→ **Document excerpt**:
On August 2, 2007, Presmy pled guilty to the battery charge as a negotiated plea agreement so as not to put himself and his family through a lengthy trial and under the advice of his lawyer. His sentence was 45 hours community service, 12 weeks of anger management, 12 months of probation with early termination after six months and a
$595 court fee.
Petitioner alleges Respondent, by his conduct, violated School Board Policies 0.01, 1.013 and 3.12, and State Board of Education Rules 6B-1.001 and 6B-1.006.
Subsequently, the School Board of West Palm Beach County at a meeting on October 24, 2007, voted to suspend Presmy without pay effective October 25, 2007, and initiated dismissal proceedings.
Although included as a Conclusion of Law in the School Board Decision, the following fact was also found in the School Board Decision: “There is no evidence that Presmy's physical contact with the student in any way impaired his effectiveness in the school system.”
CONCLUSIONS OF LAW
Jurisdiction.
The Division of Administrative Hearings has jurisdiction over the subject matter of this proceeding and of the parties thereto pursuant to Sections 120.569 and 120.57(1), Florida Statutes (2009).
The Burden and Standard of Proof.

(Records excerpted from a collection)

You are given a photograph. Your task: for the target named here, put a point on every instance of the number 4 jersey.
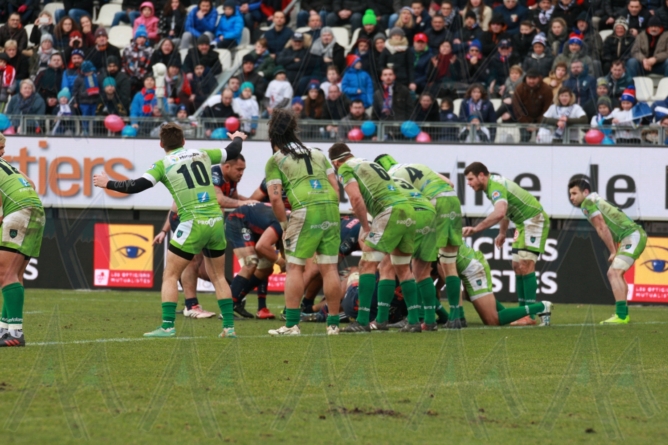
(187, 175)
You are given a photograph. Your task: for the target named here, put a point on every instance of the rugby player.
(475, 273)
(313, 191)
(22, 219)
(225, 179)
(187, 175)
(425, 253)
(253, 231)
(513, 203)
(371, 190)
(624, 239)
(448, 228)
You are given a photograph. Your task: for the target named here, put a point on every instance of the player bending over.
(310, 184)
(448, 225)
(474, 271)
(624, 239)
(513, 203)
(22, 218)
(187, 175)
(371, 190)
(253, 231)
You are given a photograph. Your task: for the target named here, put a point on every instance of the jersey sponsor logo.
(325, 225)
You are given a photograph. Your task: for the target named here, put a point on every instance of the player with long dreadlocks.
(313, 192)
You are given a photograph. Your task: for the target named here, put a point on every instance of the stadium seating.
(107, 12)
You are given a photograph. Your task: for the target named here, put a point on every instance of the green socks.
(292, 317)
(519, 288)
(409, 289)
(367, 284)
(427, 291)
(452, 289)
(621, 309)
(168, 315)
(226, 307)
(507, 316)
(385, 296)
(333, 320)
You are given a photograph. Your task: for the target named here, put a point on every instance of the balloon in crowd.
(232, 124)
(355, 134)
(219, 133)
(114, 123)
(594, 137)
(423, 137)
(410, 129)
(129, 131)
(5, 123)
(368, 129)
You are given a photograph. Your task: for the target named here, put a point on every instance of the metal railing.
(328, 130)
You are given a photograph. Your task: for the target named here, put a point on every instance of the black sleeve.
(234, 149)
(130, 186)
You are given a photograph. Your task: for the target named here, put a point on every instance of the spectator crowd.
(541, 63)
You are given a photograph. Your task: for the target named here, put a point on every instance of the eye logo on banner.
(123, 255)
(648, 278)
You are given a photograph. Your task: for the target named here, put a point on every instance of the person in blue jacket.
(201, 20)
(230, 26)
(357, 84)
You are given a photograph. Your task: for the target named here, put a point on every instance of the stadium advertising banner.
(634, 178)
(123, 255)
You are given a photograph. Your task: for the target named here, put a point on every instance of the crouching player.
(615, 229)
(187, 175)
(22, 217)
(473, 269)
(253, 231)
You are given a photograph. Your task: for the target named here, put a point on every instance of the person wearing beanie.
(649, 53)
(230, 26)
(247, 107)
(204, 54)
(137, 58)
(357, 83)
(313, 7)
(86, 92)
(149, 21)
(491, 38)
(513, 14)
(201, 20)
(39, 60)
(397, 56)
(347, 12)
(531, 100)
(539, 59)
(617, 46)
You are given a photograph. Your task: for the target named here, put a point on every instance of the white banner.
(634, 178)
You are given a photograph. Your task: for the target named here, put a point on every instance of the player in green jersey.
(371, 189)
(448, 225)
(624, 239)
(187, 175)
(22, 219)
(426, 253)
(313, 229)
(475, 273)
(513, 203)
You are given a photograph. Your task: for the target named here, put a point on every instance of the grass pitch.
(88, 376)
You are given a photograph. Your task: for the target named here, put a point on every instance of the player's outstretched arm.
(357, 202)
(499, 213)
(604, 232)
(129, 186)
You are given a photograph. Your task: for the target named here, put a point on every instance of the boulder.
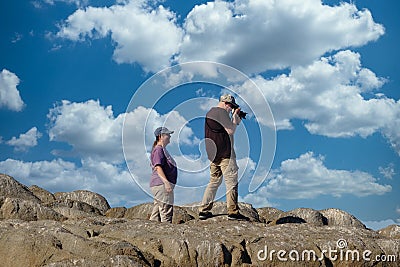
(117, 212)
(392, 231)
(336, 217)
(16, 208)
(301, 215)
(220, 212)
(9, 187)
(269, 214)
(73, 208)
(91, 198)
(143, 211)
(42, 194)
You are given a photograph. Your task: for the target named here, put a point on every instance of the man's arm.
(230, 125)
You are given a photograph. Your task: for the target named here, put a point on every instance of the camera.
(242, 114)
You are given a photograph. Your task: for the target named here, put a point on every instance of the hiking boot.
(205, 215)
(238, 217)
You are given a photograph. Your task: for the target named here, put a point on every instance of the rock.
(9, 187)
(118, 212)
(42, 194)
(16, 208)
(392, 231)
(269, 214)
(220, 212)
(301, 215)
(74, 209)
(336, 217)
(43, 238)
(143, 211)
(49, 243)
(93, 199)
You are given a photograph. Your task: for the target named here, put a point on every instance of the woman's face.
(165, 139)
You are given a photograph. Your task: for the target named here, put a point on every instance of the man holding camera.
(219, 131)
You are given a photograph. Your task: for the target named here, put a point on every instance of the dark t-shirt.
(161, 157)
(219, 144)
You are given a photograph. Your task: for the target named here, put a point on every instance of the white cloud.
(388, 172)
(92, 130)
(78, 3)
(25, 140)
(328, 96)
(250, 35)
(142, 34)
(255, 36)
(306, 177)
(9, 94)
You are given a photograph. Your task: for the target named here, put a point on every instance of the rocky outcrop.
(32, 235)
(42, 194)
(9, 187)
(93, 199)
(340, 218)
(16, 208)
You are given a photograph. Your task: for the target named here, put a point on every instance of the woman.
(163, 178)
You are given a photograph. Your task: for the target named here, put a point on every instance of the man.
(219, 131)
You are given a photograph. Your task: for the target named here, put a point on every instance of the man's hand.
(168, 187)
(235, 117)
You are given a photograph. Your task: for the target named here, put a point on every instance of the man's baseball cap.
(162, 130)
(229, 99)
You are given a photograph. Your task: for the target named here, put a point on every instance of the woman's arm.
(161, 173)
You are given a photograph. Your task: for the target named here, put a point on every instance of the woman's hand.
(168, 187)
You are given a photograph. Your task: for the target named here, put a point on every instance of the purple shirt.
(161, 157)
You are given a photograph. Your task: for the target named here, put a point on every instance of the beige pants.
(229, 170)
(163, 204)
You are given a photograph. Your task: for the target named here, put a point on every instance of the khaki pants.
(229, 170)
(163, 204)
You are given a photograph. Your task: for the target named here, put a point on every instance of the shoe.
(205, 215)
(238, 217)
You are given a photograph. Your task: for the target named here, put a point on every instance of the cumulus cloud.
(255, 36)
(9, 94)
(25, 140)
(94, 132)
(41, 3)
(250, 35)
(329, 95)
(306, 177)
(388, 171)
(142, 34)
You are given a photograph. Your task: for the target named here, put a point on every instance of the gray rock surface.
(42, 194)
(16, 208)
(91, 198)
(33, 233)
(341, 218)
(9, 187)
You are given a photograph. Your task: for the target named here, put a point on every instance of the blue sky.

→ **Exercises to complete**:
[1] In the document excerpt, on what date did the School Board vote to suspend Presmy without pay?
[2] Rewrite the records from the line containing "of the woman." through the end of the records, inclusive. Replace "khaki" with "olive" and leave everything else unchanged.
The text and the records have nothing to do with each other.

→ **Answers for the exercise**:
[1] October 24, 2007.

[2]
You are given a photograph. Your task: for the target named here, put a point on every instance of the woman.
(163, 178)
You are given a photograph. Your task: for the target named here, put a point on every instance of the man.
(219, 131)
You are given a photograph. Your task: for the target named here, put a point on every instance of the man's hand.
(168, 187)
(235, 117)
You are given a photograph. Your task: for the target named here, put a point on every instance of the man's baseball cap.
(162, 130)
(229, 99)
You are given a photograph. Your task: for the target named here, put a point on every instance of the woman's arm.
(161, 173)
You are given a photograph. Your task: for the target named here, put a point on every instance of the woman's hand.
(168, 187)
You are given a photograph. Your task: for the target named here, put a point on every instance of the purple shirt.
(161, 157)
You are given a photograph. Your task: for the target named here, put a point on every instance of the beige pants.
(229, 170)
(163, 204)
You are given a photograph. Your task: for the target named here, put a point on every instance of the olive pants.
(229, 170)
(163, 204)
You are given a photograph. Your task: for the target named here, put a point on every instance of the shoe.
(205, 215)
(238, 217)
You are given a photograph. Your task: for the target named here, put a point on every instance of the cumulus cloud.
(255, 36)
(9, 94)
(25, 140)
(94, 132)
(41, 3)
(250, 35)
(329, 95)
(306, 177)
(388, 171)
(142, 34)
You are given a photograph. Your task: for the target named here, put a point on every instance of the gray rock surface.
(42, 194)
(16, 208)
(91, 198)
(33, 233)
(341, 218)
(9, 187)
You are given a photograph. Your task: for the target named here, put a point on every instance of the blue sky.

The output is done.